### SOURCE PASSAGE
* BEGIN *

More often than not, the first time social worker Rae Anne Alvarez learns that one of her elementary school students is weighted down with troubles at home is when the child is acting out at school. A classmate is hit or a teacher’s lesson is sabotaged when the classroom is constantly disrupted.
Earlier this year, for instance, a 2nd-grader at Von Humboldt Elementary in West Town was making loud noises and slamming his books on the classroom floor. Later, Alvarez learned that the youngster had good reason for his anger. His father was doing time in prison.
Now, Alvarez won’t have to wait until children act out to learn what’s hurting them. This school year, Von Humboldt joined more than 1,400 schools, faith communities and social service agencies in Illinois that use Rainbows, a curriculum designed to help grieving children.
“As a social worker, I often don’t learn about these kids until they’ve done something,” Alvarez says. “With Rainbows, if you start at the beginning of the year, you can do some concentrated intervention.”
In Chicago, Rainbows lists 14 CPS schools among those using its curriculum and says those sites serve approximately 350 children. It has expanded throughout the United States and to other countries such as Australia, Canada, England, Hong Kong and Japan.
The grief children experience might result from the trauma of having a parent in prison, as was the case with Alvarez’s 2nd-grader, or from the death of a parent, a divorce, or as is more and more common, witnessing a shooting or murder. Recently, Rainbows was used in the Gulf Coast region to help children cope in the aftermath of Hurricane Katrina.
“We believe that [grieving] obviously affects their ability to concentrate on academic learning,” says Alvarez, who has been a social worker at Von Humboldt for six years. “If their mind is preoccupied with emotional trauma of some sort, it’s going to be next to impossible to achieve academic success in the classroom.”
However, Nicole Ross of Bradwell Elementary in South Shore says she no longer uses the program.
“Rainbows didn’t really fit my needs here,” says Ross, noting that the exercises did not resonate with children there. “I’m in a hard place.”
Children volunteer for Rainbows, but must get consent from a parent or guardian to participate. Sessions are led by a social worker and volunteer teachers and are held several times a week, mostly after school hours when teachers are officially off the clock. Teachers work with the children in small groups on activities like journal writing and arts and crafts projects. Recently, at Von Humboldt, students cut out pictures from magazines that best described themselves and their surroundings and created a “mobile of me.”
The key to Rainbows exercises is getting children to unlock bottled-up emotions, like the “uncertainty of not knowing when a parent is coming back or the shame associated with parents committing a crime,” Alvarez says. Family incarceration is “the elephant in the room” that nobody mentions, she adds. “Everybody can see it, but it’s a taboo subject.”

* END *

### EXERCISE REQUIREMENTS
1 – According to the article on the Rainbows program, how long has Rae Anne Alvarez been a social worker at Von Humboldt?
2 – Continue the article on the Rainbows program from its last paragraph.

### INFORMATION PROVIDED

* BEGIN *

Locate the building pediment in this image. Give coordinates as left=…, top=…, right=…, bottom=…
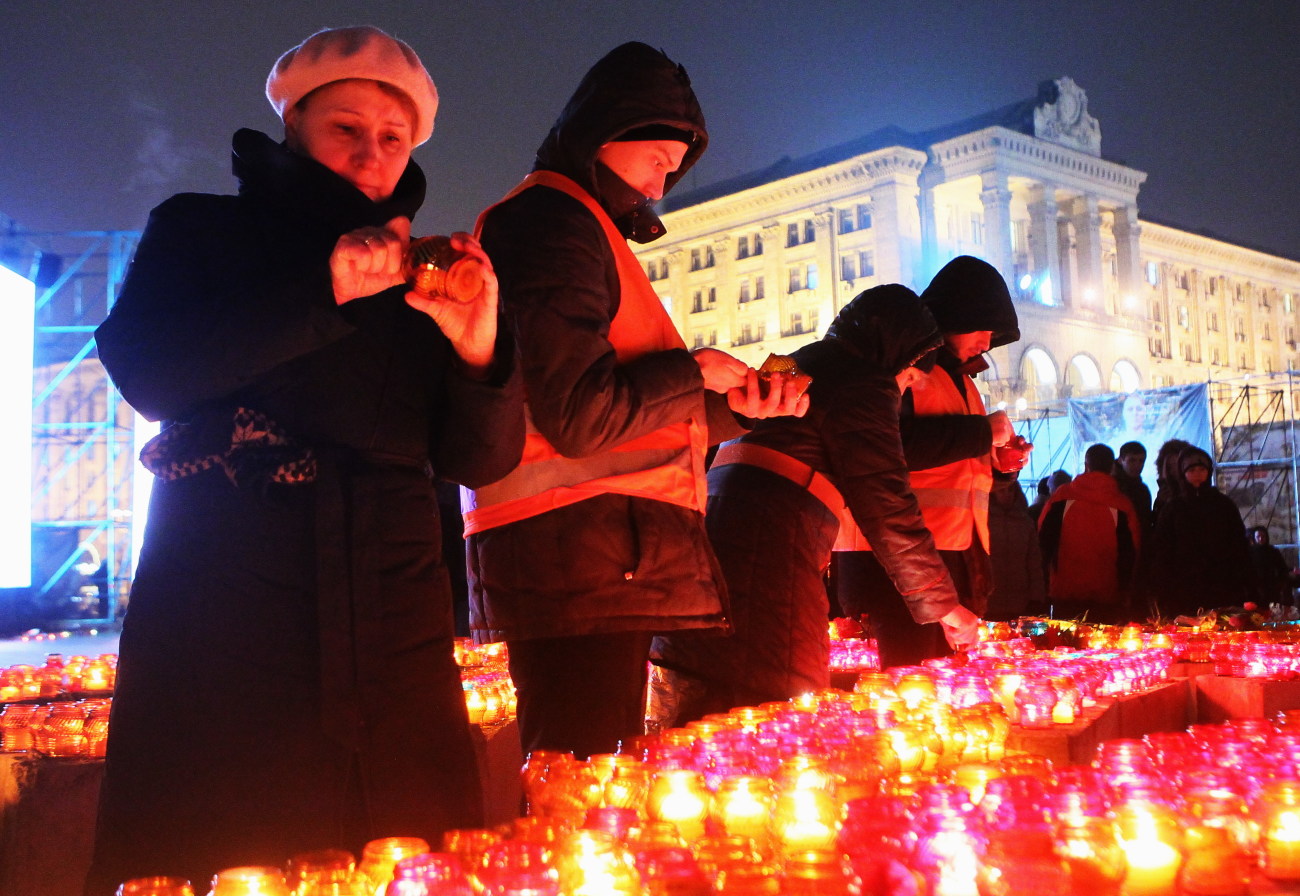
left=1034, top=78, right=1101, bottom=156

* END *

### EXERCISE ANSWERS
1 – Six years.

2 –
Born out of founder’s own experience
The seeds for Rainbows were planted in 1976 when founder Suzy Yehl Marta was going through a divorce. She was concerned about the effect the break-up was having on her three young boys.
“When I was going through my divorce, everyone said to me, ‘Kids are resilient, they’ll bounce back,'” Marta says. Later, she realized that “my divorce was the death of a marriage and the death of a nuclear family.”
After arranging retreats for other families experiencing death and divorce, Marta formalized the program and in 1983 opened Rainbows in three schools in the Chicago area. Rainbows, which initially focused on children dealing with death and divorce, quickly spread.
About two years ago, Marta became interested in working with children whose parents were incarcerated after meeting with advocates who worked with former inmates trying to reenter society in Detroit.
She soon realized that there was another population of children grieving for absent parents: those whose parents are in prison. “In the center of this scenario [are] angry, hurting, scared—almost homeless—children,” Marta says. “They’re all grieving, and to my knowledge no one is addressing that in a systematic way.”
Last year, Rainbows received a $7,500 grant to tailor its curriculum for three elementary and middle schools in south suburban Harvey to work specifically with children whose parents are incarcerated.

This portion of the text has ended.